TASK INPUTS:
────────────────────────────────────────
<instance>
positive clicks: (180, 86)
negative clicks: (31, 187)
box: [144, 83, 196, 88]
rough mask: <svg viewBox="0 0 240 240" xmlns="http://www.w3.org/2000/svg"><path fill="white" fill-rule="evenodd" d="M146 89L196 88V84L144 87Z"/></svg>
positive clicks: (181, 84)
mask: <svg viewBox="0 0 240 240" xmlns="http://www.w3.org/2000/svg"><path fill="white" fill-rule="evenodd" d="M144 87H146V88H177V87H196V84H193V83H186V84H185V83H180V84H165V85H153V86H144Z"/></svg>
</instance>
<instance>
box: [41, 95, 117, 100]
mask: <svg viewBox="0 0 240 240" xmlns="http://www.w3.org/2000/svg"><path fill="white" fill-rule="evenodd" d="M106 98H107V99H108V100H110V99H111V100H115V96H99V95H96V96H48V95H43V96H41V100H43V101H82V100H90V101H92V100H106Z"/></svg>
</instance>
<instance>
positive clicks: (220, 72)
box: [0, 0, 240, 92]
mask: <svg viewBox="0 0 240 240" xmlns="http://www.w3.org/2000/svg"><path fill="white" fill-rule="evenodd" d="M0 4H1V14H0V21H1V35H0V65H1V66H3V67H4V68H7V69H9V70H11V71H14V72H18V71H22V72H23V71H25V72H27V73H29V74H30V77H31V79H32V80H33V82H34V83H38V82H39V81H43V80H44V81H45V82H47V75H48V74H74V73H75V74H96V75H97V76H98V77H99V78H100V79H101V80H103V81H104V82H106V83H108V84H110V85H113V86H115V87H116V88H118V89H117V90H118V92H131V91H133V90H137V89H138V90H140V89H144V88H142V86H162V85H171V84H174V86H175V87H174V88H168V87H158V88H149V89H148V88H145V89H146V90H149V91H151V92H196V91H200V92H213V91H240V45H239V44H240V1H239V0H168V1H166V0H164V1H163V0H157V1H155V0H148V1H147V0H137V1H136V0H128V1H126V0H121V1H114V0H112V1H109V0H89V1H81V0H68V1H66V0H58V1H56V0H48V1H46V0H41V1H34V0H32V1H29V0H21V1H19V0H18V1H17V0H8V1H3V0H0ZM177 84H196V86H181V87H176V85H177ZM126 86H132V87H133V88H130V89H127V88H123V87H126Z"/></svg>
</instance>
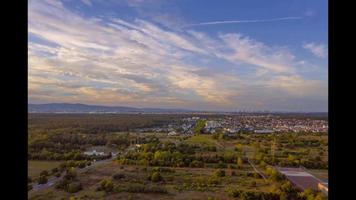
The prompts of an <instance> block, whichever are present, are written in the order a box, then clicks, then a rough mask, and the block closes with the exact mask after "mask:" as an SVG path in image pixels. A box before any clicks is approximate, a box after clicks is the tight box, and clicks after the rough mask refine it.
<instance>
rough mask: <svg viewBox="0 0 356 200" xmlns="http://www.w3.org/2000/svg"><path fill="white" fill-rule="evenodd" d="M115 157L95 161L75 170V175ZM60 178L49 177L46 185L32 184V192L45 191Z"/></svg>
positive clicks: (115, 155) (112, 155)
mask: <svg viewBox="0 0 356 200" xmlns="http://www.w3.org/2000/svg"><path fill="white" fill-rule="evenodd" d="M116 155H117V154H113V155H112V157H111V158H109V159H106V160H99V161H96V162H94V163H92V164H91V165H90V166H87V167H84V168H82V169H77V173H83V172H85V171H88V170H89V169H91V168H93V167H95V166H97V165H101V164H104V163H108V162H110V161H112V160H114V159H116ZM61 178H62V176H61V177H51V178H49V179H48V181H47V183H45V184H34V185H33V188H32V190H33V191H40V190H44V189H47V188H49V187H51V186H52V185H54V184H55V183H56V182H57V181H59V180H60V179H61Z"/></svg>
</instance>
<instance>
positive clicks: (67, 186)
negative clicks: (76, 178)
mask: <svg viewBox="0 0 356 200" xmlns="http://www.w3.org/2000/svg"><path fill="white" fill-rule="evenodd" d="M66 189H67V190H66V191H67V192H69V193H76V192H78V191H80V190H81V189H82V184H80V183H79V182H73V183H69V184H68V186H67V188H66Z"/></svg>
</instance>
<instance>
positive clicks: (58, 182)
mask: <svg viewBox="0 0 356 200" xmlns="http://www.w3.org/2000/svg"><path fill="white" fill-rule="evenodd" d="M69 183H70V181H69V180H67V179H61V180H59V181H58V182H57V184H56V185H55V188H56V189H62V190H65V189H66V188H67V186H68V184H69Z"/></svg>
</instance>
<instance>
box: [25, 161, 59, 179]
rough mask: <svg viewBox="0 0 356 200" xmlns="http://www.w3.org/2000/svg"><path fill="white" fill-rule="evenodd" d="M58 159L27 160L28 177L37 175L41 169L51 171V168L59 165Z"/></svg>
mask: <svg viewBox="0 0 356 200" xmlns="http://www.w3.org/2000/svg"><path fill="white" fill-rule="evenodd" d="M60 163H61V162H60V161H35V160H29V161H28V175H29V176H30V177H37V176H39V175H40V173H41V172H42V171H43V170H47V171H49V172H50V171H51V170H52V169H53V168H56V167H58V166H59V164H60Z"/></svg>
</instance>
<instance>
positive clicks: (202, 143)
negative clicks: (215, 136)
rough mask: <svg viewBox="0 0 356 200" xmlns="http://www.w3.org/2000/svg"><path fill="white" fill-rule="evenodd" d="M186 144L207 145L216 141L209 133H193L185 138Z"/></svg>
mask: <svg viewBox="0 0 356 200" xmlns="http://www.w3.org/2000/svg"><path fill="white" fill-rule="evenodd" d="M186 142H187V143H188V144H192V145H194V144H196V145H207V146H214V145H216V144H217V141H216V140H214V139H213V138H212V137H211V135H194V136H192V137H190V138H188V139H187V140H186Z"/></svg>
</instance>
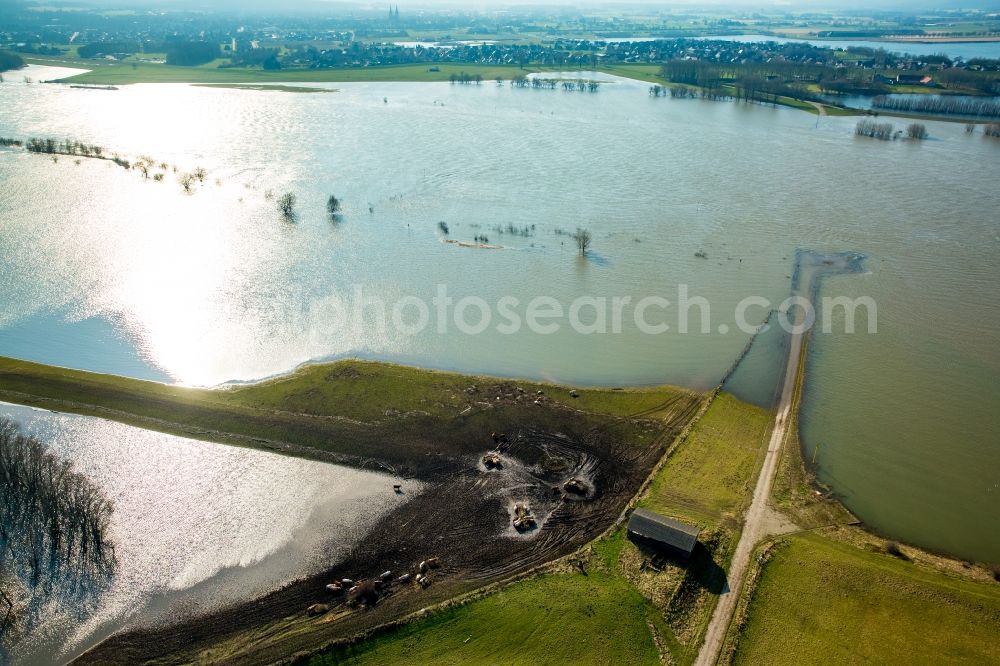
────────────────────────────────────────
EXERCISE DESCRIPTION:
How many lines in the entries above contain the string "negative"? Case matters, so answer with the number only.

SOLUTION:
3